WRITTEN INSTRUCTION: Using the entries below, quote exactly the span of lines that begins with the line containing "drop a dot on every instance of the green leaves" and ends with the final line.

SUPPLIED MATERIAL:
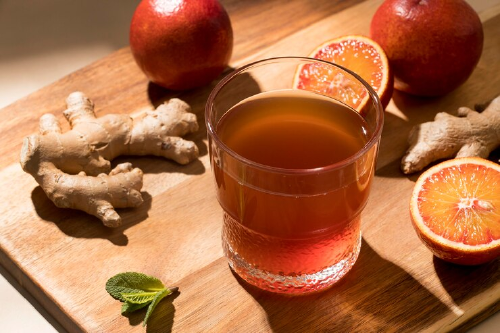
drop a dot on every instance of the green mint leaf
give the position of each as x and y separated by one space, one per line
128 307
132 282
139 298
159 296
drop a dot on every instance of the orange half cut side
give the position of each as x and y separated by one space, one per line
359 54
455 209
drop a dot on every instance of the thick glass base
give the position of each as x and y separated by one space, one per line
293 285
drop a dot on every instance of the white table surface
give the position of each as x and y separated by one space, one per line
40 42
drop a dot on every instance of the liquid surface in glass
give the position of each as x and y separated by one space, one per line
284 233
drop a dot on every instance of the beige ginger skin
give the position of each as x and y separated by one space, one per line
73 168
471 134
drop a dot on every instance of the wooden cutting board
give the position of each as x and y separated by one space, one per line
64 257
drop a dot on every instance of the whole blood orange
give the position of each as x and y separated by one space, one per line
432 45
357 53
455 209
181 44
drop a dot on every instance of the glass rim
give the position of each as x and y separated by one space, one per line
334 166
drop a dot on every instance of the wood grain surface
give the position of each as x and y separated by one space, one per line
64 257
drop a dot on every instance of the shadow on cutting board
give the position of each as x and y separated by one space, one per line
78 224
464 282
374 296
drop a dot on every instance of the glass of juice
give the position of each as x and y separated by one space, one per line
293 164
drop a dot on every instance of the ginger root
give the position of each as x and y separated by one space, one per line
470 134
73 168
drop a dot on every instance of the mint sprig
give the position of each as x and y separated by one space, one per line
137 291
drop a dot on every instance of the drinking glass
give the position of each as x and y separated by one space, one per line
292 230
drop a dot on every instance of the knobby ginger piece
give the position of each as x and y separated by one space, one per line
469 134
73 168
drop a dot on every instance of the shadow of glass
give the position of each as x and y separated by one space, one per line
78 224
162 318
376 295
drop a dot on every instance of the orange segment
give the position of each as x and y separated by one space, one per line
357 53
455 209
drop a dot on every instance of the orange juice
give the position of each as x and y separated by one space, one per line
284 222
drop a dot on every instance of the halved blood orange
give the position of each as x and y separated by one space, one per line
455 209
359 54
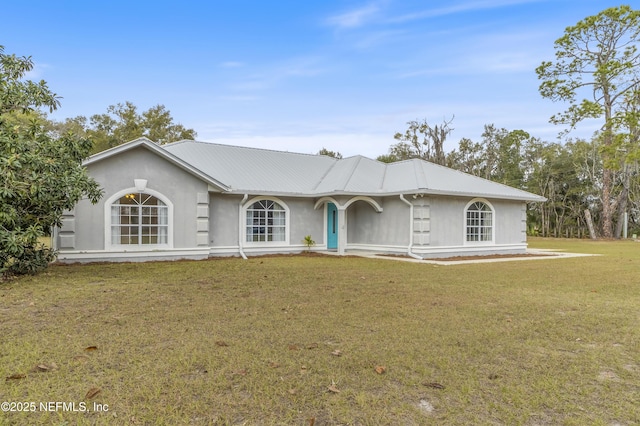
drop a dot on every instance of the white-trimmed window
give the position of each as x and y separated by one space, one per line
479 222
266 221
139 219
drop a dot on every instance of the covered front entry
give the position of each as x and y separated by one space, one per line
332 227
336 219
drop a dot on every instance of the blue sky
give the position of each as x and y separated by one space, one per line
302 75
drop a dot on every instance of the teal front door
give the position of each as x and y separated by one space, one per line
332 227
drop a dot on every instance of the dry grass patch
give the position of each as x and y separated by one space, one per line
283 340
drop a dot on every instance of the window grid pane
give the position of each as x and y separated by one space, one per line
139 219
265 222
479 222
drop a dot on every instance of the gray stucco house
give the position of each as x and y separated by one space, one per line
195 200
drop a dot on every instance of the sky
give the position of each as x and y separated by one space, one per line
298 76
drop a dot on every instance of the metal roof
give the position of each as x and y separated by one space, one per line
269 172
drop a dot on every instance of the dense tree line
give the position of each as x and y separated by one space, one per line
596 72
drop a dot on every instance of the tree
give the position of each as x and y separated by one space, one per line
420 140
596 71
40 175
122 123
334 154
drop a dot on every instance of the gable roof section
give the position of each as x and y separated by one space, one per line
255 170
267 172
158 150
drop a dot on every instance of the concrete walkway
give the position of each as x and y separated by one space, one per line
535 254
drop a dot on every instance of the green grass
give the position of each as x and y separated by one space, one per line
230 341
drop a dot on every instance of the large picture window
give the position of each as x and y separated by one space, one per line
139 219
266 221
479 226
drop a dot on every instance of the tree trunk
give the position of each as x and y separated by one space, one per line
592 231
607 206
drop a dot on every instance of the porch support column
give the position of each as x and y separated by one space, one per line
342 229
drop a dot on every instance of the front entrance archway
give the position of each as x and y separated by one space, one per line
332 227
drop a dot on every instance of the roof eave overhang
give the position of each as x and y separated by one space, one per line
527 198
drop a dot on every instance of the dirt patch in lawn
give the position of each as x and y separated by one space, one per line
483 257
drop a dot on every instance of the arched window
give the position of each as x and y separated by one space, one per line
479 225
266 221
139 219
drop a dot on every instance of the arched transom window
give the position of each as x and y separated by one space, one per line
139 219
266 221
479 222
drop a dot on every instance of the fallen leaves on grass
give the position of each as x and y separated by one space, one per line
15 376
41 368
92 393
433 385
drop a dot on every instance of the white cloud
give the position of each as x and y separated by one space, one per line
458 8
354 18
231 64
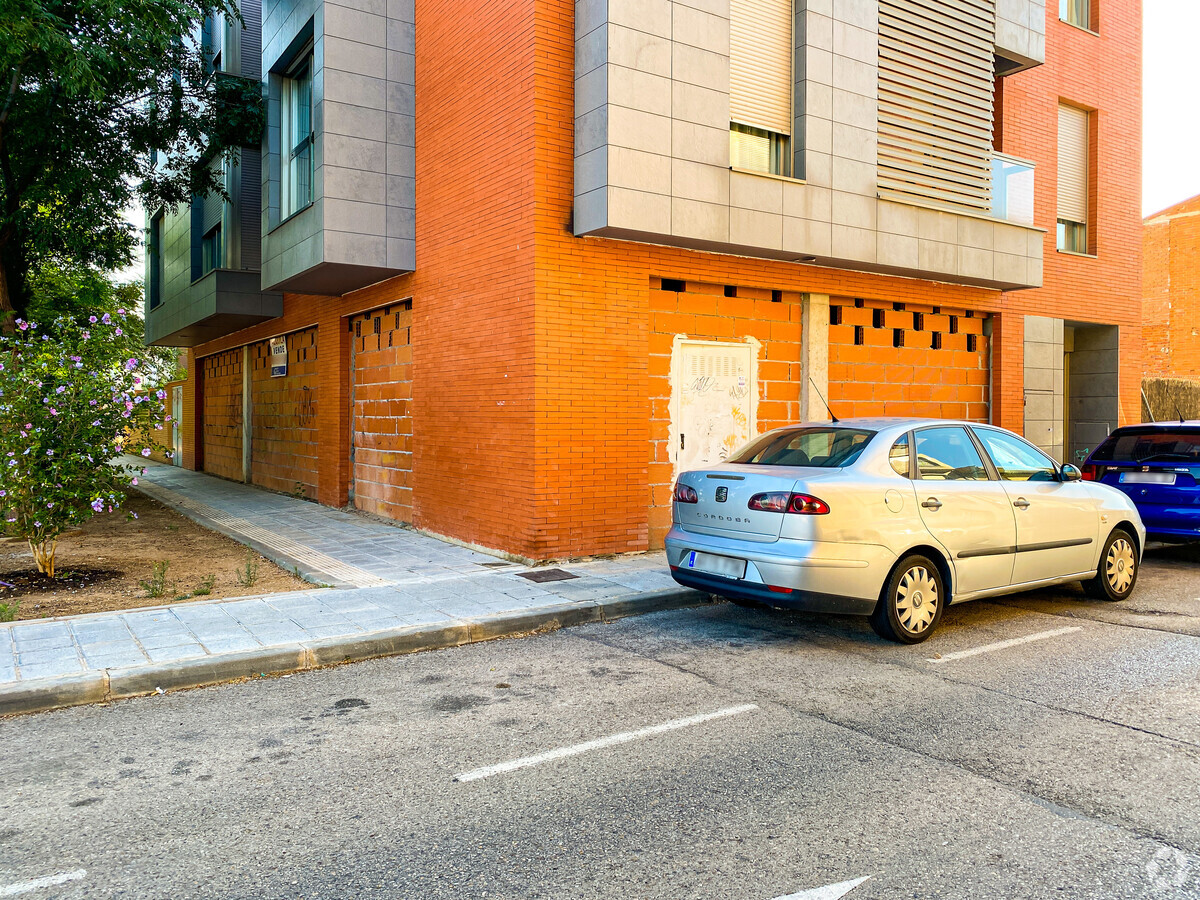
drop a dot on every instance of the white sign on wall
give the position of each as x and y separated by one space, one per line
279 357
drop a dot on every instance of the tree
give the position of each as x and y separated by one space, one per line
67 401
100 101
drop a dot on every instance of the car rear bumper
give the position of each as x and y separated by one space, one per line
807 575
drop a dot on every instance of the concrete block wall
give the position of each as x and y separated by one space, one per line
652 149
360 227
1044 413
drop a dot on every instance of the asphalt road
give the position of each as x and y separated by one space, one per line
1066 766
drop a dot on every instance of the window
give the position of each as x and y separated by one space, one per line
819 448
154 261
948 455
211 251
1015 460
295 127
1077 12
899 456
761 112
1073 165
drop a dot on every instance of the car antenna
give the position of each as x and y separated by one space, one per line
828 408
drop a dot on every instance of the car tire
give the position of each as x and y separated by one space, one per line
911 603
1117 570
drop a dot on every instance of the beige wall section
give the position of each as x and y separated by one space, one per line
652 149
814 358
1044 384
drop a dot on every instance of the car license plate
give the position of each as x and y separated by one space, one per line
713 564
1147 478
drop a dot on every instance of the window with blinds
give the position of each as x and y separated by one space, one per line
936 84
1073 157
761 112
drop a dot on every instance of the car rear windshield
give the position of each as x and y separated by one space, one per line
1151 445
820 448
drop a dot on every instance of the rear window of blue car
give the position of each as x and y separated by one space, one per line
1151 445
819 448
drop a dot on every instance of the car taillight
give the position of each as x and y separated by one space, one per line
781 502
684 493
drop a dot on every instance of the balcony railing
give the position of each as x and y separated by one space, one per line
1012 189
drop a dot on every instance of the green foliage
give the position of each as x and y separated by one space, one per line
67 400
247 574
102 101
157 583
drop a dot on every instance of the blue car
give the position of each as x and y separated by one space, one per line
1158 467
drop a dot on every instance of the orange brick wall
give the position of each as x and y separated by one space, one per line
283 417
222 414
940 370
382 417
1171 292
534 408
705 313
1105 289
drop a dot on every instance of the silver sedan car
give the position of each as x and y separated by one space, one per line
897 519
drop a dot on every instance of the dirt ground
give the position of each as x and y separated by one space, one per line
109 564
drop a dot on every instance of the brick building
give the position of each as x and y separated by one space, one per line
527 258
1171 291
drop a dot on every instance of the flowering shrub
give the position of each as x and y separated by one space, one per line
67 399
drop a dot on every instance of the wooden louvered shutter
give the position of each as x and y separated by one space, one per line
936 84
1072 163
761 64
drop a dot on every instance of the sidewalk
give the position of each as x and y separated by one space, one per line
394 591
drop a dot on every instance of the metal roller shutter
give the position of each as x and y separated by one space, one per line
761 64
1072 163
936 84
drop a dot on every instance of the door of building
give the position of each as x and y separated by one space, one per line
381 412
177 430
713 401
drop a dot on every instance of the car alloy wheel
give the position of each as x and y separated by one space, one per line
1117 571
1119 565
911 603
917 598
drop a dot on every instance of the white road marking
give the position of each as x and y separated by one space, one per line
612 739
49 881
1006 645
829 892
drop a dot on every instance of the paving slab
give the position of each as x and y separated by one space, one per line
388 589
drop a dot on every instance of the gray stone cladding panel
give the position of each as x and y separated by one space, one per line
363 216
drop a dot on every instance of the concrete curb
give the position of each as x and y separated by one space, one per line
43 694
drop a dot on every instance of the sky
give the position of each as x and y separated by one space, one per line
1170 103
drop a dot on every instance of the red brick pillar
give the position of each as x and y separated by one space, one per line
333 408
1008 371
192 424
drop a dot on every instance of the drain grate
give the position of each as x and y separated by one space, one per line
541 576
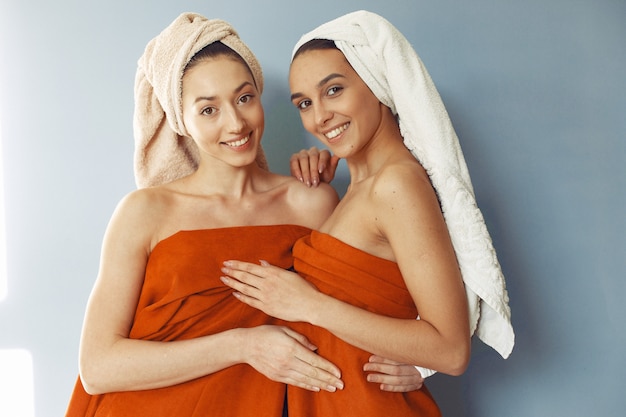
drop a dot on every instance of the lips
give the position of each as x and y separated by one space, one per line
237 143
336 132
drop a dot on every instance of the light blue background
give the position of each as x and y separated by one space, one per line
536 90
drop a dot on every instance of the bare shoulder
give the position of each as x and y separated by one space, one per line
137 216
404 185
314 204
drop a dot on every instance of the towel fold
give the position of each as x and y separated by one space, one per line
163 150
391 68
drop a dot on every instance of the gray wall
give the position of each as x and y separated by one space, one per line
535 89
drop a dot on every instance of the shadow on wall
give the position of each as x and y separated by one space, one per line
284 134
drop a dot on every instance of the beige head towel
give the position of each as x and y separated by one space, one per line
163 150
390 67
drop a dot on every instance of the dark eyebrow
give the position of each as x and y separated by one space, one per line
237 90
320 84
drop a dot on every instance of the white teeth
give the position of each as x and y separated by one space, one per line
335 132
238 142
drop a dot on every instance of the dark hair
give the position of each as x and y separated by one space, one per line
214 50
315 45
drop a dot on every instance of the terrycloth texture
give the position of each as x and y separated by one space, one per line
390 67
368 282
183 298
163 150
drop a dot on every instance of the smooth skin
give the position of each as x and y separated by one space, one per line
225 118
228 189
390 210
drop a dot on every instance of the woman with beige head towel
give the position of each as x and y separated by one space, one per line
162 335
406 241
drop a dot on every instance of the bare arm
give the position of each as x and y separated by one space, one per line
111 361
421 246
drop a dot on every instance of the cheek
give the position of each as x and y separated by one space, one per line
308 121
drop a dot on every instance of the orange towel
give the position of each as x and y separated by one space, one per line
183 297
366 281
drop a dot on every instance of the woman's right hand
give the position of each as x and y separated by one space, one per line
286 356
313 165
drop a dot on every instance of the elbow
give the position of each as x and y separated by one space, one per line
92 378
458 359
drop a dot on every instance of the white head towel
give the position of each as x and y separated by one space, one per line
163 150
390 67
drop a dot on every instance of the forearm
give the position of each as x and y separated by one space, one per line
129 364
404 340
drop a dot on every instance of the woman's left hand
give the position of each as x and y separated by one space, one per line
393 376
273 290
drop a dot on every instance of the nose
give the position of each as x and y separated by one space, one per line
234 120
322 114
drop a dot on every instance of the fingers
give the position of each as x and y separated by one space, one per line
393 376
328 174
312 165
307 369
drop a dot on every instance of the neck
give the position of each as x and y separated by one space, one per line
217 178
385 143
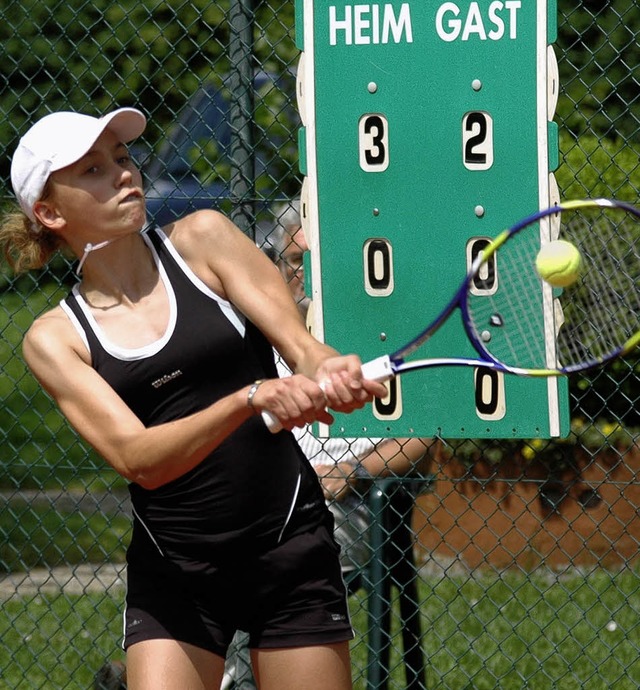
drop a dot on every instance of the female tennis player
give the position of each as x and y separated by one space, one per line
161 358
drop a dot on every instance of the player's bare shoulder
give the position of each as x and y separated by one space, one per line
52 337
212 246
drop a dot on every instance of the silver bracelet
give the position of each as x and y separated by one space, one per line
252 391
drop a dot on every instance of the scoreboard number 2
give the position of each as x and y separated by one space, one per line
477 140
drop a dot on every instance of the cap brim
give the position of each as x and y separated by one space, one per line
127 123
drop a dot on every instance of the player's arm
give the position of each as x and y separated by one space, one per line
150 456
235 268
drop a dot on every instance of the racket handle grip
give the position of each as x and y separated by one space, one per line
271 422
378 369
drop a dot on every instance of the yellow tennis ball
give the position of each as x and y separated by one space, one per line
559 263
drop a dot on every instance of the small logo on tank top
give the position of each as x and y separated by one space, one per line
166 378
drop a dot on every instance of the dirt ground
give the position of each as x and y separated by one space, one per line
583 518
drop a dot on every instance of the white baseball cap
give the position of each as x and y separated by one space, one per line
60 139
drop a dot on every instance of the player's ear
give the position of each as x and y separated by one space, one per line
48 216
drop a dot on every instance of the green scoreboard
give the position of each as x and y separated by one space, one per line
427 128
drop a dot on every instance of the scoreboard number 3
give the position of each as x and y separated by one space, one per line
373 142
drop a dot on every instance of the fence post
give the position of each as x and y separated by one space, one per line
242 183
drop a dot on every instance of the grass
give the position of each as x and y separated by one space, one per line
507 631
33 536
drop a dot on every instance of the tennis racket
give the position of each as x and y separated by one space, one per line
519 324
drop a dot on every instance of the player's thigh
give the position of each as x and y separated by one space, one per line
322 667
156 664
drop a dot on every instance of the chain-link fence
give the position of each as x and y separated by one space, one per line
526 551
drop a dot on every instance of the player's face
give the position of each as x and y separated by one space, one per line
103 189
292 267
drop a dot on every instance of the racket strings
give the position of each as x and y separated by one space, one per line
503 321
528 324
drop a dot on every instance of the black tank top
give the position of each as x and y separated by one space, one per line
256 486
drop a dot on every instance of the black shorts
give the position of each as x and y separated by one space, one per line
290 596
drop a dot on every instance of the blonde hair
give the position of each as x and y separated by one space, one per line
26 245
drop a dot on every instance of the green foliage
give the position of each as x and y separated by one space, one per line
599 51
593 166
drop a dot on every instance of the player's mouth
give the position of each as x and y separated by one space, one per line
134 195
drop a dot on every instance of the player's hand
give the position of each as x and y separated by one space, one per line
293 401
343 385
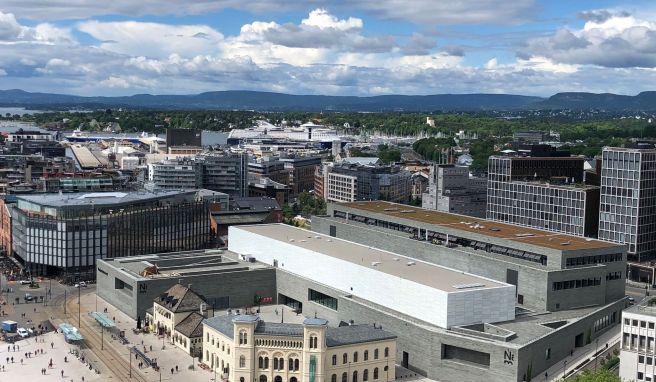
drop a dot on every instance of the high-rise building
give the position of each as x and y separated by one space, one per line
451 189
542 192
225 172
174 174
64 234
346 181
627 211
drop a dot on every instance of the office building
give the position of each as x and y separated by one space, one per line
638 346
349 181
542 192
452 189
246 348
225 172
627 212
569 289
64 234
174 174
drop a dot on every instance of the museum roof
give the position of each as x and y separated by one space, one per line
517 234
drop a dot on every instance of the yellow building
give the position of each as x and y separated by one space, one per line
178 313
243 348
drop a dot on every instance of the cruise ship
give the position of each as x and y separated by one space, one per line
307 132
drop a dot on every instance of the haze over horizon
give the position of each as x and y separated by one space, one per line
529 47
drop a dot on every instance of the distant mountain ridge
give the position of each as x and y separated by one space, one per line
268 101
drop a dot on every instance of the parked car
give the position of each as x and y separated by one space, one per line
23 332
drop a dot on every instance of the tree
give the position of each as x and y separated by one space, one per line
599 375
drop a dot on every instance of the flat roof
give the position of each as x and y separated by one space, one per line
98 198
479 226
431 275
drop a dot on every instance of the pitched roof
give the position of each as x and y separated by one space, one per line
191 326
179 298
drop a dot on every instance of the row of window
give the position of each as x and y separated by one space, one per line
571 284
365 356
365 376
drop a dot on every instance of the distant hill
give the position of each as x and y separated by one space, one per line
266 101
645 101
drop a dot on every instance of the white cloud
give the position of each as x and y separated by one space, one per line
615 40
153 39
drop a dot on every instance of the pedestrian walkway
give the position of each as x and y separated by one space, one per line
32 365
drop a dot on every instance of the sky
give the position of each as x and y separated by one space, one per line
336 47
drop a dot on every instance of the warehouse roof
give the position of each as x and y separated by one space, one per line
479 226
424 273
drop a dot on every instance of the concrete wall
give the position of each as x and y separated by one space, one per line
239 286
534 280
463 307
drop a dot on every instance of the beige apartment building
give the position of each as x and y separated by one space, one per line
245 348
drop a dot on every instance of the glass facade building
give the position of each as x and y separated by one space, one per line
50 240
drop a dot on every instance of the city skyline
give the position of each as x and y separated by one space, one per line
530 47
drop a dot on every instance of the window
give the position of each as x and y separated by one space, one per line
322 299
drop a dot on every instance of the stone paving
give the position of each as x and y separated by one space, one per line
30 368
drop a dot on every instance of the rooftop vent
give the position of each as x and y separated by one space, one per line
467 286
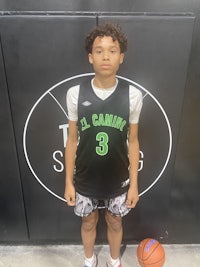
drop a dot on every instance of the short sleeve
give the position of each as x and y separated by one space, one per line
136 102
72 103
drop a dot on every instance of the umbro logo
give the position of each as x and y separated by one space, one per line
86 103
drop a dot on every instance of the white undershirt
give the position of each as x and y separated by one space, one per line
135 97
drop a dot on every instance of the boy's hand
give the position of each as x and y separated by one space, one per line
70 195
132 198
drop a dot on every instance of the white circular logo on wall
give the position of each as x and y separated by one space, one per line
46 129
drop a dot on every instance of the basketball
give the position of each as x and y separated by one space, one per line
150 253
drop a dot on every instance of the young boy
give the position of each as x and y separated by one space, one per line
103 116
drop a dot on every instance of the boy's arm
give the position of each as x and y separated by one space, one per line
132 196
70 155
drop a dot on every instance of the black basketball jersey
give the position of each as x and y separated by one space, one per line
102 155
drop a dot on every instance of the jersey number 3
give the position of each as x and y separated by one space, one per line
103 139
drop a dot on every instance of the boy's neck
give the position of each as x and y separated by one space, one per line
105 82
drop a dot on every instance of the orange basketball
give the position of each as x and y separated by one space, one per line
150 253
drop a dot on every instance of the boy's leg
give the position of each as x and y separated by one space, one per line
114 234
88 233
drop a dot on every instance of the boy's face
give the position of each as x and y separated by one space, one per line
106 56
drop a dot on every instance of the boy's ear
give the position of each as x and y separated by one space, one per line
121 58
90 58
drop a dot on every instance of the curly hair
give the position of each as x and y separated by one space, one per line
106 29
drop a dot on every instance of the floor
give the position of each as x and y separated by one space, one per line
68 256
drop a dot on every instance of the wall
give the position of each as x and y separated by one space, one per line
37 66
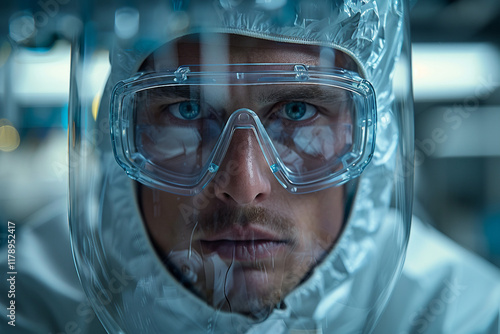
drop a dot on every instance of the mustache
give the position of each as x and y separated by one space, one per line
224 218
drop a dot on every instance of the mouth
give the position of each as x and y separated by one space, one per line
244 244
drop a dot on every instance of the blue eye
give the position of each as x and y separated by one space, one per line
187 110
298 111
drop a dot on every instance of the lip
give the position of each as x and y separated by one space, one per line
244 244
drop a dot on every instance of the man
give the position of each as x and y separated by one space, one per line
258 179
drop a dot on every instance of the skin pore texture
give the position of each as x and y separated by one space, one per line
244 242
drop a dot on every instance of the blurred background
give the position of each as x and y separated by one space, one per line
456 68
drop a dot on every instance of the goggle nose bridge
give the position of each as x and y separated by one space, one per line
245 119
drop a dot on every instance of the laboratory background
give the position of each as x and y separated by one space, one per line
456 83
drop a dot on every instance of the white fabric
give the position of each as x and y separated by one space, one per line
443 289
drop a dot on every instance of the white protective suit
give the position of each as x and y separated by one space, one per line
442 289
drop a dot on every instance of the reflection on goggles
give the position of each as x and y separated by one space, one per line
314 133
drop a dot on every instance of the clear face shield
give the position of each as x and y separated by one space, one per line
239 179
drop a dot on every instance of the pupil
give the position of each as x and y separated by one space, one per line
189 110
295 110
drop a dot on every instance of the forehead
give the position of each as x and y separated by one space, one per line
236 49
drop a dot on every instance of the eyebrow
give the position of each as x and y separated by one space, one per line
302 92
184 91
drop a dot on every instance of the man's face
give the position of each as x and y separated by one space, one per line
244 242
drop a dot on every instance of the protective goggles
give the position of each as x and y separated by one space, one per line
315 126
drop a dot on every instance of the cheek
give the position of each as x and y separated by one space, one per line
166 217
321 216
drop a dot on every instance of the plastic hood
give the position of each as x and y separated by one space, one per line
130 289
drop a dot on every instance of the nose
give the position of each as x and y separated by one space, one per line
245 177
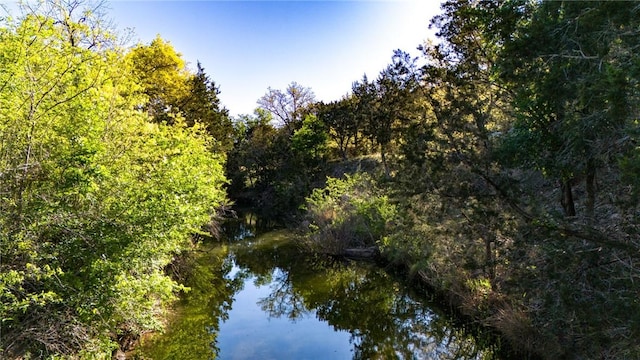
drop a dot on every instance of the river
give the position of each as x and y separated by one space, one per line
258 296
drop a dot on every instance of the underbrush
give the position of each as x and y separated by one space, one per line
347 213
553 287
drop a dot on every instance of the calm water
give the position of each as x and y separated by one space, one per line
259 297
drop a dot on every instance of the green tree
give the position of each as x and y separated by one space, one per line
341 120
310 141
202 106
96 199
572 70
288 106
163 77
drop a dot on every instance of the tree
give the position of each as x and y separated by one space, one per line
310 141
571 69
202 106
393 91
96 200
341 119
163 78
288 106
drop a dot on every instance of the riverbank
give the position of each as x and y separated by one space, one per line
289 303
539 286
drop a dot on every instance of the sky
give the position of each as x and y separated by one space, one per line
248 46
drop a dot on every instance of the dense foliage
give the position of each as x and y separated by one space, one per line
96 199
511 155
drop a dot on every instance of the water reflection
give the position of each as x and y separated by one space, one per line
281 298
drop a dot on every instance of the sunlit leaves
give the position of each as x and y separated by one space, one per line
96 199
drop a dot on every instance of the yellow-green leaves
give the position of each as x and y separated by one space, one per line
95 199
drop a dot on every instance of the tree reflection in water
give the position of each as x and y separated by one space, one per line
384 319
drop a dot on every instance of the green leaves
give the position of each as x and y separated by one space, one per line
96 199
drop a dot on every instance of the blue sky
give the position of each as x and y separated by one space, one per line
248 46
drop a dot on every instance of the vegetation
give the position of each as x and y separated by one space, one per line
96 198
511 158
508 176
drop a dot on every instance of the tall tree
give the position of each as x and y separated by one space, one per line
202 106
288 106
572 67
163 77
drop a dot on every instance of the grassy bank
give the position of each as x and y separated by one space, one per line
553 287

EXPECTED OUTPUT:
drop a dot on every instance of the green leaves
give the position of each as x and y separated by one space, one per line
96 199
drop a dot on every instance of the blue sky
give the position of each as x and y separated by one space, one per line
248 46
drop a dot on every instance of the vegetation
give the position of each as x and y separated by one space, one per line
96 198
511 158
508 176
drop a dot on every instance of the tall tree
give the position of each as x and y separated by one space, one per line
202 106
288 106
572 67
163 77
drop a dot on every instance of the grassy bank
give the position of each as x and y separated by one space, one per line
553 287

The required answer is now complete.